§ **Task to carry out**
In the post about Joerg Rieger's talk at Wesley Theological Seminary, what was the title of his talk?

─── Excerpted passage

God in Our Own Image: Thoughts on Rieger

on October 4, 2012


(Photo credit: Southwest Texas Methodist Federation for Social Action)

by Nathaniel Torrey

Dr. Joerg Rieger, Wendland-Cook Endowed Professor of Constructive Theology at Southern Methodist University in Dallas, TX , gave a talk this Monday at Wesley Theological Seminary, entitled “Christ and Empire: The Radical Christian Heritage.”

His main thesis is that empire has defined theology in such ways to protect and defend ideologies that are supportive to empire’s own way of managing power, namely a top-down approach. Dr. Rieger defines empire as something that attempts to control all aspects of life and where power is placed in the hands of the few and exerted on the many.

Dr. Rieger gives the Nicene Creed, universally recognized as an accurate exposition of the Christian faith, as an example of theology that perpetuates the top down model of imperial power. By making Christ consubstantial with the Father, the Nicene Creed defines Christ in the terms of a top down power structure. In short, it doesn’t allow Jesus to be a social revolutionary. Dr. Rieger said, “If you manage to pull Jesus into that empire God image you’ve basically won too: this is another form of doing empire theology. Now you have domesticated Jesus who is now also immutable impassable and omnipotent and also at the very top and no longer that radical from Galilee.”

──────
─── Recorded information

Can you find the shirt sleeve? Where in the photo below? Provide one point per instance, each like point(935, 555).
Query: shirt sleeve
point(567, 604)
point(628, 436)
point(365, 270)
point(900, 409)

──────

§ **Correct response**
"Christ and Empire: The Radical Christian Heritage."